TEXTO DE APOIO:
---+---

Voltando às reminiscências características da época, lembrei-me de Aleksandar Mandić que, além de ter sempre um martelo sobre sua mesa lá no IG, grudava na parede uma série de frases as mais variadas. Escreveu, inclusive, um livreto – Mandicas – onde essas frases estavam reunidas. Uma das que ele mais gostava – e sistematicamente usava em entrevistas - era “tudo pode”.

O “tudo pode” remeteu-me a um cientísta-filósofo bastante polêmico, Paul Feyerabend. Para ele, o único princípio que não inibe o progresso seria: “tudo vale a pena”. Feyerabend aborda de forma pouco convencional o conceito de “ciência”, e a coloca como uma “ideologia” que, como as demais, deveria estar sob o comando das ferramentas da democracia. .

Numa palestra que deu em Viena em 1975, e que está disponível em texto com o provocador título “Como defender a sociedade contra a ciência”, ele expõe entre outras a tese de que “há muitas formas de desenvolver ciência, que não devem ser travadas em algum método único”. E que, “da mesma forma que se apoia a separação de Estado e Igreja, dever-se-ia buscar a separação entre Estado e Ciência”. A chocante afirmação usa como argumento que há coisas mais importantes, social e humanamente, do que a unção de uma “verdade científica”.

Essa discussão, sobre modelos e paradigmas, também é travada por outros importantes nomes na área, como Karl Popper e Thomas Kuhn. Num exemplo simples, de um não especialista, a mecânica de Newton continua servindo perfeitamente ao dia-a-dia , mesmo que tenha sido ultrapassada na Física com Einstein. Aliás não são poucos nem desprezíveis os conhecimentos que a ciência estabelecida recebe das tradições de ambientes muito menos sofisticados. Quantas noções úteis e simples da agricultura, por exemplo, não podem ser recolhidas de uma conversa com os que lidam historicamente com a terra? Lembro-me que, numa viagem de ônibus de algumas horas, sentou-se ao meu lado um senhor de etnia indígena, e desfilou-me uma coleção de conhecimentos únicos sobre ervas e tratamentos, que ele tinha obtido de sua avó, e que preservava. Ou seja, são importantes os resultados palpáveis, venham eles da ciência estabelecida, ou também dos ricos conhecimentos acumulados, mesmo que sem rigor científico e de experimentação. Algum dia eles serão confirmados ou desmentidos, como aliás é apanágio da verdadeira ciência: ser “falsificável”, na definição de Popper. Tudo o que leva o nome de “ciência” deve poder ser submetido a teste de negação, e permanecerá válido enquanto sobreviver aos testes.

---+---

INSTRUÇÕES DO EXERCÍCIO: Reproduza o texto sobre Feyerabend e a ciência de "Voltando às reminiscências" até "da democracia. .", inclusive, substituindo "martelo" por "relógio".

MATERIAL FORNECIDO:
---+---

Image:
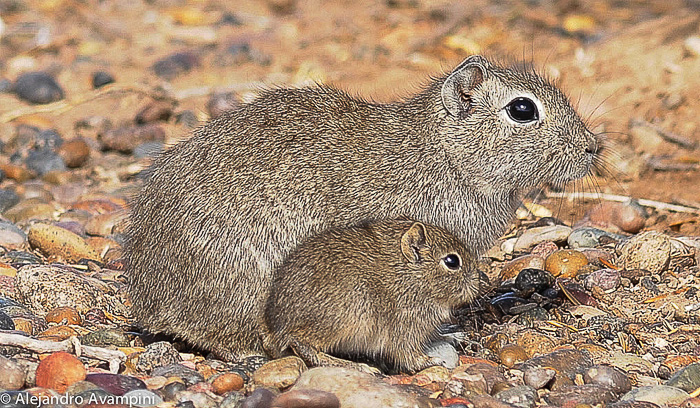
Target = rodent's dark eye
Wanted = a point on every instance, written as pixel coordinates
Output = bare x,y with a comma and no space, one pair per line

---+---

RESPOSTA COMPLETA:
Voltando às reminiscências características da época, lembrei-me de Aleksandar Mandić que, além de ter sempre um relógio sobre sua mesa lá no IG, grudava na parede uma série de frases as mais variadas. Escreveu, inclusive, um livreto – Mandicas – onde essas frases estavam reunidas. Uma das que ele mais gostava – e sistematicamente usava em entrevistas - era “tudo pode”.

O “tudo pode” remeteu-me a um cientísta-filósofo bastante polêmico, Paul Feyerabend. Para ele, o único princípio que não inibe o progresso seria: “tudo vale a pena”. Feyerabend aborda de forma pouco convencional o conceito de “ciência”, e a coloca como uma “ideologia” que, como as demais, deveria estar sob o comando das ferramentas da democracia. .